AMTRAK SUSPENDS DAILY LONG-DISTANCE PASSENGER SERVICE STARTING OCT. 5

Monday, Oct. 5, marked the first day that Amtrak’s cuts went into effect across the nation, reducing daily train services on the long-distance rail network from seven to three days a week in response to financial losses due to the pandemic. These reductions are a disappointing loss, as long-distance trains bring in the majority of Amtrak revenue and continue to lead in ridership numbers.

Since the COVID-19 pandemic began, long-distance trains have lost the least ridership as a percentage compared to other networks. Last week, long-distance trains were down 44%, while state-supported and Northeast Regional trains both dropped 73% and Acela was down 90%. Long-distance passengers clearly rely on these trains more than any other Amtrak service.

Early data also shows that many of the long-distance trains routinely sell out in sleepers, coaches or both—more than other Amtrak segments. It is unclear how Amtrak will adapt to this steady demand with the recently enacted cuts.

The U.S. House of Representatives originally proposed legislation as part of a second stimulus package that included a supplemental appropriation to keep daily service, state-funded corridor routes and commuter rail operating through the end of the fiscal year. That legislation also included funding and a mandate for maintaining daily long-distance service, which provides 53% of Amtrak’s incoming revenue.

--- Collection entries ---
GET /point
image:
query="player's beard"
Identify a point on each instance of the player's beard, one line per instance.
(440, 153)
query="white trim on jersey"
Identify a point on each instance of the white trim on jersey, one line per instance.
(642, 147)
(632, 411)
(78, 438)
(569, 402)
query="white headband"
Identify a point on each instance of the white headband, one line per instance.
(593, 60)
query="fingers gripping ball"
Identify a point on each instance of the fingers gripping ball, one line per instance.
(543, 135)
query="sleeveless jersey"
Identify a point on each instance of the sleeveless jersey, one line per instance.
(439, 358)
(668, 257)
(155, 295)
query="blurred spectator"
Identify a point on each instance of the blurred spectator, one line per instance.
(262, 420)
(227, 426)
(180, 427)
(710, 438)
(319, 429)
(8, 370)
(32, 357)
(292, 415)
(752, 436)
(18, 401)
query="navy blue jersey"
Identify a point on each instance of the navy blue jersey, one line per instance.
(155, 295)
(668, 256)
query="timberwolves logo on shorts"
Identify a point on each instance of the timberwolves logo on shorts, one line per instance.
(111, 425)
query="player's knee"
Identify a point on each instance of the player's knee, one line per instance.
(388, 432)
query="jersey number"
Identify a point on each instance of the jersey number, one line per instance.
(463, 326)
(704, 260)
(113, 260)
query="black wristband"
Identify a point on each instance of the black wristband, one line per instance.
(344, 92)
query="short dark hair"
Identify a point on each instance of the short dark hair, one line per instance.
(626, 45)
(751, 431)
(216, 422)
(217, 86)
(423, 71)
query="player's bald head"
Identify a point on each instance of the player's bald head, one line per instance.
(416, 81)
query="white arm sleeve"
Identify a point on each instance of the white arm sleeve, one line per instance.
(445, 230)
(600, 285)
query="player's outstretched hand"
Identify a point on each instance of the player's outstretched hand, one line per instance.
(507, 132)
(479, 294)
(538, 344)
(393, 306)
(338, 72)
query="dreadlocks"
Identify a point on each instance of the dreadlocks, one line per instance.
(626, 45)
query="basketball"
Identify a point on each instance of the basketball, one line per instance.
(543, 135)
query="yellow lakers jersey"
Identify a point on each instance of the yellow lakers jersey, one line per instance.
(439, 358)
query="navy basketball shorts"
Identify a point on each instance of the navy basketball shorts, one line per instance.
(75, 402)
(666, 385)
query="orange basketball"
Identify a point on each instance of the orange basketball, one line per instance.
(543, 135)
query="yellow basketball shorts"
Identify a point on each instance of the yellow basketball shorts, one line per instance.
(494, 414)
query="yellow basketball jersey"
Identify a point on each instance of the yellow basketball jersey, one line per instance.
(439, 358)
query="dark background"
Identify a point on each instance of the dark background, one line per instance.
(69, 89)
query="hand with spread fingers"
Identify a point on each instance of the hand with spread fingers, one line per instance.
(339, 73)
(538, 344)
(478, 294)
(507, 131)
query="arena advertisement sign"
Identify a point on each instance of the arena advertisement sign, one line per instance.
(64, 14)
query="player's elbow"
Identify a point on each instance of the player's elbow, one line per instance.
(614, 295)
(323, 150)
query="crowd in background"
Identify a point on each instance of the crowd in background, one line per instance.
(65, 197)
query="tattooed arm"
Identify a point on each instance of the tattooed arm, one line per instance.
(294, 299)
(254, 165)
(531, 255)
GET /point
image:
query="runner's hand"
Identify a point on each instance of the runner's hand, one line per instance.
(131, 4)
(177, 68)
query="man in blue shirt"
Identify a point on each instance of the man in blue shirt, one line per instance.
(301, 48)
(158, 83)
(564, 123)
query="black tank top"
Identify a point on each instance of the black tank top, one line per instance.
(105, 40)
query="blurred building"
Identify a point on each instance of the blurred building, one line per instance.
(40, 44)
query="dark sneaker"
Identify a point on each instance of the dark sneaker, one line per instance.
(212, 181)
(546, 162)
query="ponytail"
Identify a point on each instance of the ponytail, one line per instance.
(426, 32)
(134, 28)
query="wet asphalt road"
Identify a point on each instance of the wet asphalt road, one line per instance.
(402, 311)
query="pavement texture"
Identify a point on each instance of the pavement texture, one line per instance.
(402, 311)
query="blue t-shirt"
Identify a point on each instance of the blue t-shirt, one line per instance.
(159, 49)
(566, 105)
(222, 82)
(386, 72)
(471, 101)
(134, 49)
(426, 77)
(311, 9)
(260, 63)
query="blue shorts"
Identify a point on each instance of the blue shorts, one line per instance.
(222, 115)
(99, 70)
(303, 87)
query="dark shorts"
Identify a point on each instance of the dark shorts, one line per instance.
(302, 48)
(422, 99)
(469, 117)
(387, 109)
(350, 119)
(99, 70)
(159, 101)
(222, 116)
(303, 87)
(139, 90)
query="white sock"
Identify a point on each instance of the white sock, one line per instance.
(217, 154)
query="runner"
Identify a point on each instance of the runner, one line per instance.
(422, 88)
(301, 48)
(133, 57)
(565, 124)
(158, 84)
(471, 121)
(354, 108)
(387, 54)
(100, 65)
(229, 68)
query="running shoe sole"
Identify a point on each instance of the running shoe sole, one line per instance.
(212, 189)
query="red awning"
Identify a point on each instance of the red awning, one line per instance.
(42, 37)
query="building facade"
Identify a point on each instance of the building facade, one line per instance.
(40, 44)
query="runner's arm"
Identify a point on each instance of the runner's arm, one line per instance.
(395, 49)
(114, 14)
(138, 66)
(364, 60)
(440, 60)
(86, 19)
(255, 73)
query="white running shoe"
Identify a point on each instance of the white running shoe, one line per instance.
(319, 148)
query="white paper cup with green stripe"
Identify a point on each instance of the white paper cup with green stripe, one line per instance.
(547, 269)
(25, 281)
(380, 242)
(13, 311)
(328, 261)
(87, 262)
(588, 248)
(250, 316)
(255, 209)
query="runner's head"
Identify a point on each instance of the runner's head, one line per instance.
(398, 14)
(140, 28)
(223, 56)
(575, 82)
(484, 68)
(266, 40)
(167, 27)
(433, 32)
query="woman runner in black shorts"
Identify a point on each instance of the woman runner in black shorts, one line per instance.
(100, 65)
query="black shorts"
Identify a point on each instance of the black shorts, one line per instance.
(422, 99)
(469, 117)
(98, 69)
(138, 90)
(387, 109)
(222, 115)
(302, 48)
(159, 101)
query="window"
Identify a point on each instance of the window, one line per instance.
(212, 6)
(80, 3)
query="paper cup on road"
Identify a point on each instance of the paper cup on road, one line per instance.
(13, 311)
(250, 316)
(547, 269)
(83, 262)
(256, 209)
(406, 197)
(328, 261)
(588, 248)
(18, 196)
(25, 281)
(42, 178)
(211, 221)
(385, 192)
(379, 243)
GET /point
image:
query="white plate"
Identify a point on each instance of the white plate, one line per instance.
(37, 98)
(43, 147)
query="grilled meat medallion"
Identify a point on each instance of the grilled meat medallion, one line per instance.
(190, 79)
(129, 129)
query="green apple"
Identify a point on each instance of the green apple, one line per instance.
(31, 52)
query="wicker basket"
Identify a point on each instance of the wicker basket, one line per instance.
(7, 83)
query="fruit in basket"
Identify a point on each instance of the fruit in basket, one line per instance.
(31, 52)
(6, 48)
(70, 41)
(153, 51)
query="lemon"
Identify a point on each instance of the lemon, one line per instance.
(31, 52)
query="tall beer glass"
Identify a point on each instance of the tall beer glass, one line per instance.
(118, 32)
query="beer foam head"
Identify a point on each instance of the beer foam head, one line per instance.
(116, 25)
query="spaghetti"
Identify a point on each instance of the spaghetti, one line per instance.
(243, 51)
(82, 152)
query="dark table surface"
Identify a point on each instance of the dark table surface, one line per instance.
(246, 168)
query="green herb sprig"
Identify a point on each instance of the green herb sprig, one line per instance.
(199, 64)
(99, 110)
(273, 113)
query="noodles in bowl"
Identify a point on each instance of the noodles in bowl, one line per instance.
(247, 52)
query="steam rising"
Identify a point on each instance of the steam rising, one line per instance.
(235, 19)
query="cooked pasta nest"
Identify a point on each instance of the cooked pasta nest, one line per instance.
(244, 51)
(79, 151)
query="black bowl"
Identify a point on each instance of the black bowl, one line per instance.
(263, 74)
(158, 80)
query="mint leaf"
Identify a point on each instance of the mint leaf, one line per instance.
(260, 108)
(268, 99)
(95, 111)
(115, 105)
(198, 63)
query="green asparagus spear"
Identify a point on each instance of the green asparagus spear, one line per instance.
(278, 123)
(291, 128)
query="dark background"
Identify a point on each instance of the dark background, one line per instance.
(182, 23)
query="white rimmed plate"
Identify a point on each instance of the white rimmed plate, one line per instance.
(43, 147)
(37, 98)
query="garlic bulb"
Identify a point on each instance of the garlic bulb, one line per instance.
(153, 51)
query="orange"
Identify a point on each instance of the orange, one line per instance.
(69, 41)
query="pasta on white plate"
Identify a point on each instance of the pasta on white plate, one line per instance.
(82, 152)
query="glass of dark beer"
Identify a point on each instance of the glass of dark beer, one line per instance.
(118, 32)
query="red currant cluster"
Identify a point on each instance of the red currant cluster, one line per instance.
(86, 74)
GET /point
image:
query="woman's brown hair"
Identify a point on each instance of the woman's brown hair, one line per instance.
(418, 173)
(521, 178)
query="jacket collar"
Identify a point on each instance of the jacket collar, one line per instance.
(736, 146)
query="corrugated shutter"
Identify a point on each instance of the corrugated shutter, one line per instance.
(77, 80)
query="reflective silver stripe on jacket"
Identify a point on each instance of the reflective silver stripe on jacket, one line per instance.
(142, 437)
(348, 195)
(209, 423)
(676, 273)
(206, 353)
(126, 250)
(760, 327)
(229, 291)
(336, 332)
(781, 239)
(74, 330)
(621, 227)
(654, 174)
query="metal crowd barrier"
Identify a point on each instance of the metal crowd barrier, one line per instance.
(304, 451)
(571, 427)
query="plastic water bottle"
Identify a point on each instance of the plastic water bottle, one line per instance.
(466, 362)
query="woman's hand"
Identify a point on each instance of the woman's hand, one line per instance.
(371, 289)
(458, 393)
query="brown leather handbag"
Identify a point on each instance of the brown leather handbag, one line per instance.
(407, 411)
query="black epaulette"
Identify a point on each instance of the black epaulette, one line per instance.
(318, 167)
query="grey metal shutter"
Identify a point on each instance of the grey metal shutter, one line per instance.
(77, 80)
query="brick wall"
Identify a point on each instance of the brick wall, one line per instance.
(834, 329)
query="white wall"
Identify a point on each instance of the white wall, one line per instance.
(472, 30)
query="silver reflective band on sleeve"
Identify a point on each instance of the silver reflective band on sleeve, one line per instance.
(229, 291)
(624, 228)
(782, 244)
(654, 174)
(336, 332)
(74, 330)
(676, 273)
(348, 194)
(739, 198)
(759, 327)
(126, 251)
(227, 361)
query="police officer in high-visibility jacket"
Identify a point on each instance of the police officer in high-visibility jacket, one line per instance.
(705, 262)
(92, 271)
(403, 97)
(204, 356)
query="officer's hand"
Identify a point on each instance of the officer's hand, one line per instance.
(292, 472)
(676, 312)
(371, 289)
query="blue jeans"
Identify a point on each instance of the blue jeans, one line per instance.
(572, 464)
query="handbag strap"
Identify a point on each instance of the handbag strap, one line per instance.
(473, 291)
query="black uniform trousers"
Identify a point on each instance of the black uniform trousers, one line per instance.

--- Problem description ---
Reproduce the Amtrak article's text starting with "Early data also" and going on through "recently enacted cuts.", changing "sleepers" to "sleeping cars".

--- Solution below ---
Early data also shows that many of the long-distance trains routinely sell out in sleeping cars, coaches or both—more than other Amtrak segments. It is unclear how Amtrak will adapt to this steady demand with the recently enacted cuts.